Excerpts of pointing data
- - - - - - -

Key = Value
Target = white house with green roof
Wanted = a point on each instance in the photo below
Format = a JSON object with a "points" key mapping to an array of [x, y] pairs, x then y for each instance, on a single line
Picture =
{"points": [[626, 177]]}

- - - - - - -

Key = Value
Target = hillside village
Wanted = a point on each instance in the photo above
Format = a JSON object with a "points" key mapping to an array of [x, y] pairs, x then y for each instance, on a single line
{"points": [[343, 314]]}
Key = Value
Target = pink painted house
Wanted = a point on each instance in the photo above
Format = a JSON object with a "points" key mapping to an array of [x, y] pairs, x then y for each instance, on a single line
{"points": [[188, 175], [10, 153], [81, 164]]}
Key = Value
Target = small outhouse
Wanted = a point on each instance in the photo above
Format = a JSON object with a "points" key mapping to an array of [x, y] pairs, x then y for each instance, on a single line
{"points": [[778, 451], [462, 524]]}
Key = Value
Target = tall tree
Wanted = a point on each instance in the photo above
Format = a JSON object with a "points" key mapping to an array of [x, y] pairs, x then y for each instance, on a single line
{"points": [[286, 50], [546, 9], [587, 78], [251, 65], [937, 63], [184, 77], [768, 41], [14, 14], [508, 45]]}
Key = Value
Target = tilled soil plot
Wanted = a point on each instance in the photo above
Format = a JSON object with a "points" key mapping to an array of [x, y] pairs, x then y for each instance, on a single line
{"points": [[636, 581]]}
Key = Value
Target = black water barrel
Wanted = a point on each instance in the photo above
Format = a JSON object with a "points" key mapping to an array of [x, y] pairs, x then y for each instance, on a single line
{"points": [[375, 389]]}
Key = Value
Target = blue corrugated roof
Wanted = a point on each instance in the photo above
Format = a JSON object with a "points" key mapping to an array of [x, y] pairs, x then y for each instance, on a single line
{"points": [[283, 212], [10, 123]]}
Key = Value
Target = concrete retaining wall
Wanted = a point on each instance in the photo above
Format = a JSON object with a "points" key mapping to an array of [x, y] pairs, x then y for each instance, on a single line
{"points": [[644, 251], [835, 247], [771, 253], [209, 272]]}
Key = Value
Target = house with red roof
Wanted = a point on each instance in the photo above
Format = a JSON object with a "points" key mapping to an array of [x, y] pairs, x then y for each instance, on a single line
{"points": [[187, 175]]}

- - - - - - -

**WHAT IS BEING ASKED:**
Show every line of the rows above that contains the word "roof", copying each such line in full.

**WRITTEN SOLUTION:**
Target = white house with green roof
Target = blue corrugated roof
Target = house with red roof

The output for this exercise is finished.